- TASK LIST:
• a. Answer each question from the passage on Umbraco contributions.
(i) About how many people work in the codebase at Umbraco HQ?
(ii) Who organizes meetups?
(iii) Where does a person who hits a snag get coached along?
• b. For each statement, say whether the passage on Umbraco contributions agrees with it. Support each yes or no with the text's own words.
(i) The success of Skrift rests on only three voices.
(ii) Umbraco counts code contributions.
(iii) Umbraco HQ staff organize the meetups.
• c. According to the passage on Umbraco contributions, why would it be reductive to reduce contributions to Umbraco to code contributions? Answer in one to three sentences.

- TEXT SEGMENT:
Like the Umbraco codebase, the magazine thrives on collective efforts. I could listen to the three MVPs behind the magazine speak the whole day long but I can’t see Skrift being as successful as it has been with only 3 voices behind the work therein. It takes a lot of people to make this happen. Our codebase is not created entirely by the 40 or so people who work in it at Umbraco HQ and nor should it be. It is used around the world so we are grateful for the world’s input. Skrift works in much the same way: with a huge set of voices, comes a diversity of input that you could not achieve in such a small team. If you have a global community, you need authors whose experiences reflect that diversity. 

It would, however, be reductive to reduce the myriad of contributions to Umbraco to code contributions. We welcome them, we count them and we use that number, among others, to measure the engagement of our community members too but that isn’t the whole story.

Any open source maintainer will tell you that by the time a person takes the time to submit a pull request to your repository, a whole host of other things have happened. They’ve already engaged with your software, your documentation and your issue tracker and it’s likely that they’ve engaged with another person too. It’s a rare contributor who submits their PR without some exchange with a more experienced contributor.

It’s very likely too that the person in question will not be a person employed by HQ - that they’ll be someone doing the wonderful but rarely witnessed community work of guiding and mentoring others. Alongside mentorship, there are those writing about their experiences as a contributor, who might have helped convince that person they should contribute in the first place. Perhaps it was at a local meetup that they learned that they could contribute too. We mustn’t forget that meetups are organized entirely by community contributors who maybe won’t always have time to be raising PRs too. Finally, if they’ve hit a snag along the way, it’ll be the folks on Discord or at the Our.Umbraco.com forum who coach them along. It really does take a village to raise a PR.

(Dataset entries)
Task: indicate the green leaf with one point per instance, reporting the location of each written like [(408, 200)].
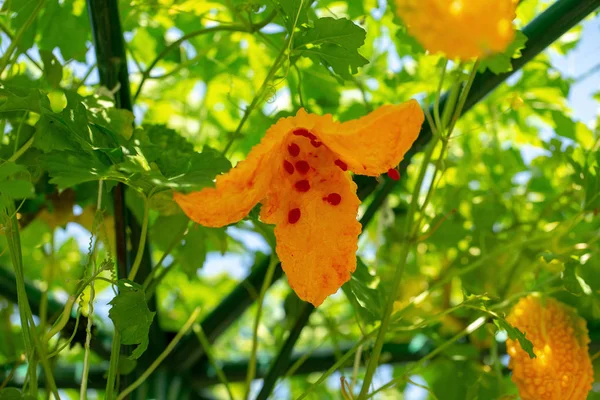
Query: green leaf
[(334, 43), (12, 182), (515, 334), (361, 294), (131, 316), (22, 11), (14, 394), (571, 281), (501, 62), (293, 12), (14, 99), (178, 166), (74, 30), (52, 68), (69, 168)]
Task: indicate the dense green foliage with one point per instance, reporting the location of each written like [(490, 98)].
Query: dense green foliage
[(507, 204)]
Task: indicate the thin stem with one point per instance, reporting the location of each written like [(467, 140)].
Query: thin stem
[(13, 239), (432, 186), (436, 105), (257, 98), (259, 95), (374, 360), (88, 330), (85, 77), (467, 331), (299, 89), (338, 364), (41, 349), (140, 251), (176, 240), (252, 361), (463, 98), (211, 358), (184, 329), (13, 43), (113, 368), (169, 48)]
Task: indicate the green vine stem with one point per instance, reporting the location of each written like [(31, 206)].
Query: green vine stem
[(230, 28), (263, 88), (411, 228), (197, 328), (478, 323), (113, 367), (266, 283), (11, 226), (140, 251), (88, 331), (184, 329), (385, 321)]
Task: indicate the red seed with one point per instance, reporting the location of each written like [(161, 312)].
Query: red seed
[(394, 174), (294, 149), (302, 186), (334, 199), (294, 215), (305, 133), (341, 164), (302, 167), (288, 167)]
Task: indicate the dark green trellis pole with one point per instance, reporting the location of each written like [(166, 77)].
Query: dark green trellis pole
[(108, 38), (111, 60)]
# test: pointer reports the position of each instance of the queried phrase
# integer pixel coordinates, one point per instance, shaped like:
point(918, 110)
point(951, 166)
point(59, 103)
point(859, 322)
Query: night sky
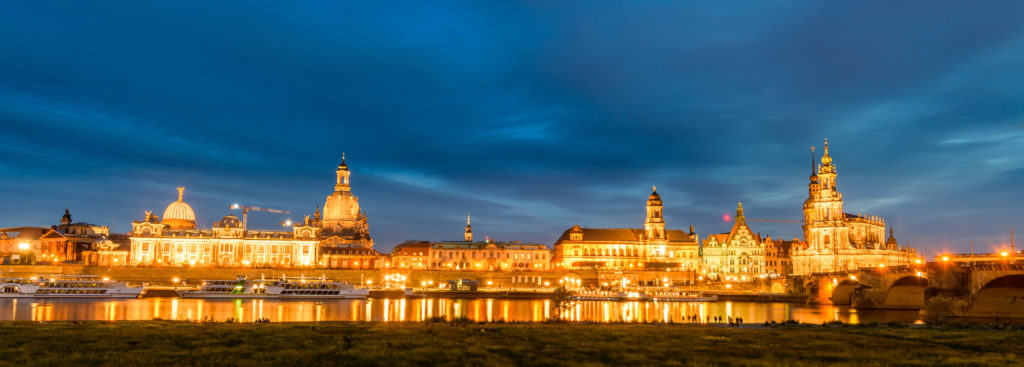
point(532, 116)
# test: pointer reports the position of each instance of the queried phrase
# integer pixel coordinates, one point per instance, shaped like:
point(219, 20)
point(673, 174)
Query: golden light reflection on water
point(419, 310)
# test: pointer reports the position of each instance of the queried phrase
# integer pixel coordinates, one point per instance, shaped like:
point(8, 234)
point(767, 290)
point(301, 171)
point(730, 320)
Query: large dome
point(179, 214)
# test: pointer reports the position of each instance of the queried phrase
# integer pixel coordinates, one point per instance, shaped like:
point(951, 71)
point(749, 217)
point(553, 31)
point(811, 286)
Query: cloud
point(535, 117)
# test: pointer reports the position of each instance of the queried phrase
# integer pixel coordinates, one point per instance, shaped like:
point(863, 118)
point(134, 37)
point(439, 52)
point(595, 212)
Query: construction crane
point(776, 220)
point(245, 212)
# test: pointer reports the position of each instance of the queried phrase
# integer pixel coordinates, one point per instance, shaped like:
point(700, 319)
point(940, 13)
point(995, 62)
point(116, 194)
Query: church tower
point(824, 229)
point(342, 216)
point(654, 225)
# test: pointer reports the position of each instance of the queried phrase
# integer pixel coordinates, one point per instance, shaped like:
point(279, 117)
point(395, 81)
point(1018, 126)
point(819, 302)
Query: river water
point(419, 310)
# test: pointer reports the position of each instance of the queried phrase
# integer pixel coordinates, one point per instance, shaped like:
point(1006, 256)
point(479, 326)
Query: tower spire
point(812, 161)
point(469, 230)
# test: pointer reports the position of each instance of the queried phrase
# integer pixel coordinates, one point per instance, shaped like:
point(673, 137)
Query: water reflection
point(419, 310)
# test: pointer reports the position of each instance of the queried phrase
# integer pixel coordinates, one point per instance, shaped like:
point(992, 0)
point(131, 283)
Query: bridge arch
point(843, 292)
point(906, 292)
point(1000, 296)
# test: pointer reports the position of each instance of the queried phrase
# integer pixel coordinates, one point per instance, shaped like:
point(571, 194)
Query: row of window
point(225, 248)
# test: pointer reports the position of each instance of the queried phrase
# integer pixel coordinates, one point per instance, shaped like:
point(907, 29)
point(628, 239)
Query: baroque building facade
point(737, 255)
point(339, 239)
point(837, 240)
point(56, 244)
point(175, 241)
point(472, 255)
point(650, 247)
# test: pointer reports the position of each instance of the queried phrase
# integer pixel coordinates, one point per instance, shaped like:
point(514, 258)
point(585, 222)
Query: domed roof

- PER-TASK ANSWERS:
• a.
(i) 40 or so people.
(ii) Community contributors organize them entirely.
(iii) On Discord or at the Our.Umbraco.com forum.

• b.
(i) No: "I can’t see Skrift being as successful as it has been with only 3 voices behind the work therein."
(ii) Yes: "We welcome them, we count them and we use that number, among others, to measure the engagement of our community members too"
(iii) No: "meetups are organized entirely by community contributors"

• c. By the time a person submits a pull request, many other things have already happened. They have engaged with the software, the documentation, the issue tracker and probably another person. Others have also helped along the way, including mentors, people writing about their contributor experiences, meetup organizers and helpers on Discord or the Our.Umbraco.com forum.